Work to complete
Count the lines in the material below that contain the string "green", with uppercase and lowercase letters treated as different, and give only the number.

(Saved data entries)
— START —
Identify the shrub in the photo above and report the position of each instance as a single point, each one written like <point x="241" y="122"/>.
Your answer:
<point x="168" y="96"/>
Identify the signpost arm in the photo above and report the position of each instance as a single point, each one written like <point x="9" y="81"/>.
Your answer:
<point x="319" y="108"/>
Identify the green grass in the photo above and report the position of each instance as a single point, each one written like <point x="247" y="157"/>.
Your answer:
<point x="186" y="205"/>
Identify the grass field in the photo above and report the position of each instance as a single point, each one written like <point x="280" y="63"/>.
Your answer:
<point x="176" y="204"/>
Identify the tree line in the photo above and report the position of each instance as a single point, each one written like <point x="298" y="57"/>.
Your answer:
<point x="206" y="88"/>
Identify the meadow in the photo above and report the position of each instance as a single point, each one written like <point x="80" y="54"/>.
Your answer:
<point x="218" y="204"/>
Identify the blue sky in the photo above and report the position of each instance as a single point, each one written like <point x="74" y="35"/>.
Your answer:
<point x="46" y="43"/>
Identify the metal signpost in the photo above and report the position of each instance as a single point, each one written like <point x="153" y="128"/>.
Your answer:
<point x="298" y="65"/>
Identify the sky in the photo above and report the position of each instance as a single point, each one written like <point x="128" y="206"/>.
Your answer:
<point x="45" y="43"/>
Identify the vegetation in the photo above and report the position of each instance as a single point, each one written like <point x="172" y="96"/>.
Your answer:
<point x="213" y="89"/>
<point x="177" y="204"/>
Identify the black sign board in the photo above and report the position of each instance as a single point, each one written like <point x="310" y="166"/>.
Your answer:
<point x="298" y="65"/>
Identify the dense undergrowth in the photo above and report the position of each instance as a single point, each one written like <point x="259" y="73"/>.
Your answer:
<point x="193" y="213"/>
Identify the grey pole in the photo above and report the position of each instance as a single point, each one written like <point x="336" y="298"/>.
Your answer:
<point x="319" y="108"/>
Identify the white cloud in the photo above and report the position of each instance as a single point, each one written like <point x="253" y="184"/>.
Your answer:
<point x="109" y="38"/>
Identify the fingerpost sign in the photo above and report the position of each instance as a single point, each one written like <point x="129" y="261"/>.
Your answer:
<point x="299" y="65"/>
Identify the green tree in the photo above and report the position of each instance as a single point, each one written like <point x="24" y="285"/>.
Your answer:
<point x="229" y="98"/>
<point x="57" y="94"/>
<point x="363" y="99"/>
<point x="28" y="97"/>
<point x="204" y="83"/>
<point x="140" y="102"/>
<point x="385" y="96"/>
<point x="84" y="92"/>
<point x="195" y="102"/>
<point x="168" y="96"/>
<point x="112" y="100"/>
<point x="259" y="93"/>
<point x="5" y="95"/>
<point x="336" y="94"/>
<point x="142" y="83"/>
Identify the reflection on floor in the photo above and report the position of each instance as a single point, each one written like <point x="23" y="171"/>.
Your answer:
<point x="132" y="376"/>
— END —
— START —
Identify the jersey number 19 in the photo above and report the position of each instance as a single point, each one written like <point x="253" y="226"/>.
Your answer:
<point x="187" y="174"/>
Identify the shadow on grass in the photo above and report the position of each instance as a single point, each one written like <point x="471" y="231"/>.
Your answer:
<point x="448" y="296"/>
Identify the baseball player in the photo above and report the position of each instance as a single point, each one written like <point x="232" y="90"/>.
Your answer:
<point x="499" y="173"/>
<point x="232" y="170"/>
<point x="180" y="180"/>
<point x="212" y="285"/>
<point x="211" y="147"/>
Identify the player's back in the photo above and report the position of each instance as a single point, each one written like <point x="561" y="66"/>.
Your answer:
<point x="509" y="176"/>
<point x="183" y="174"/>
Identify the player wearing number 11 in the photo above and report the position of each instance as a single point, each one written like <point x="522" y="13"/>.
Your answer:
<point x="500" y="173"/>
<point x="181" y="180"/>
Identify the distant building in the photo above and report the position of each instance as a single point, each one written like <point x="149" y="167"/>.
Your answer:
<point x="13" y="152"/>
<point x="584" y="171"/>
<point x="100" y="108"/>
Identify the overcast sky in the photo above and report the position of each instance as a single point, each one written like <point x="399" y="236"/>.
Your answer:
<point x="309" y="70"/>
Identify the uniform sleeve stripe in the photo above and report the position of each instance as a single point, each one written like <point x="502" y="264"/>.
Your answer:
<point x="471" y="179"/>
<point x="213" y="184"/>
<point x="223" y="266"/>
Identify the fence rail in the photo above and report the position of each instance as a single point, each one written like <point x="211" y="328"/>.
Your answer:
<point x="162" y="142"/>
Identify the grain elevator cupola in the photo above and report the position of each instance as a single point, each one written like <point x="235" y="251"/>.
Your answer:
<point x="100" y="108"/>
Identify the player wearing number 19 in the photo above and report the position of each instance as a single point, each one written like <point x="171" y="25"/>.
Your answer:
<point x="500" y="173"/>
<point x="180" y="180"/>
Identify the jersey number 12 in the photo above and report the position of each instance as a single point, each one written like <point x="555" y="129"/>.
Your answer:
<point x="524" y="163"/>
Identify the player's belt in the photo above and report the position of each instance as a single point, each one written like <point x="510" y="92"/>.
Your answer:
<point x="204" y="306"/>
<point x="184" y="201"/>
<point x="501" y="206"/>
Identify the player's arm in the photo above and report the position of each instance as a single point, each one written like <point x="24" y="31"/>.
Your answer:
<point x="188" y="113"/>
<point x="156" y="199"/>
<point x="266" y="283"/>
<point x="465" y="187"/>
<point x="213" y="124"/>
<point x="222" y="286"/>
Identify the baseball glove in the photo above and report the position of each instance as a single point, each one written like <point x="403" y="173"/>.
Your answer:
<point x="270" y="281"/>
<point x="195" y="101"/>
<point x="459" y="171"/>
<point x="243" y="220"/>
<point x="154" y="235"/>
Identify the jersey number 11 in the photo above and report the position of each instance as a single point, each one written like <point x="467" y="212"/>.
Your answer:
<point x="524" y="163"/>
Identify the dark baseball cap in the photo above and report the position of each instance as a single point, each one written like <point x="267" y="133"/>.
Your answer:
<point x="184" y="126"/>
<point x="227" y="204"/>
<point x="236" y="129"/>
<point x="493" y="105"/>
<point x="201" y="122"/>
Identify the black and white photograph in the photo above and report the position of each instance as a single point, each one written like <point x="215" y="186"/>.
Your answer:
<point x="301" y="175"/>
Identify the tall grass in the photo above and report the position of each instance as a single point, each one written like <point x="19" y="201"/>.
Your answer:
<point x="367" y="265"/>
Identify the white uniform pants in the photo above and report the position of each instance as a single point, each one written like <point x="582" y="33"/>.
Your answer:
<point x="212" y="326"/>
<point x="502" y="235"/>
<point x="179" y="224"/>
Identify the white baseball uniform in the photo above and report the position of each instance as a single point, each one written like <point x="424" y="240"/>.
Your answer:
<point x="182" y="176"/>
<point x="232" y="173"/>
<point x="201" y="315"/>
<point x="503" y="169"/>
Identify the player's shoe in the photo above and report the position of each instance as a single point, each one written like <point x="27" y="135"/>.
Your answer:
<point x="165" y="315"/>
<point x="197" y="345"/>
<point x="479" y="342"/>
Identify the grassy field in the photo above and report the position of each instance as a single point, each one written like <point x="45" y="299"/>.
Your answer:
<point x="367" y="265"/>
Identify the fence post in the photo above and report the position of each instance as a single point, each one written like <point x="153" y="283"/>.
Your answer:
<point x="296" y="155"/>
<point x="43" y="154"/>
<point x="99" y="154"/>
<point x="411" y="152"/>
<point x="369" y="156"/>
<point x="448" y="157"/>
— END —
Exercise response
2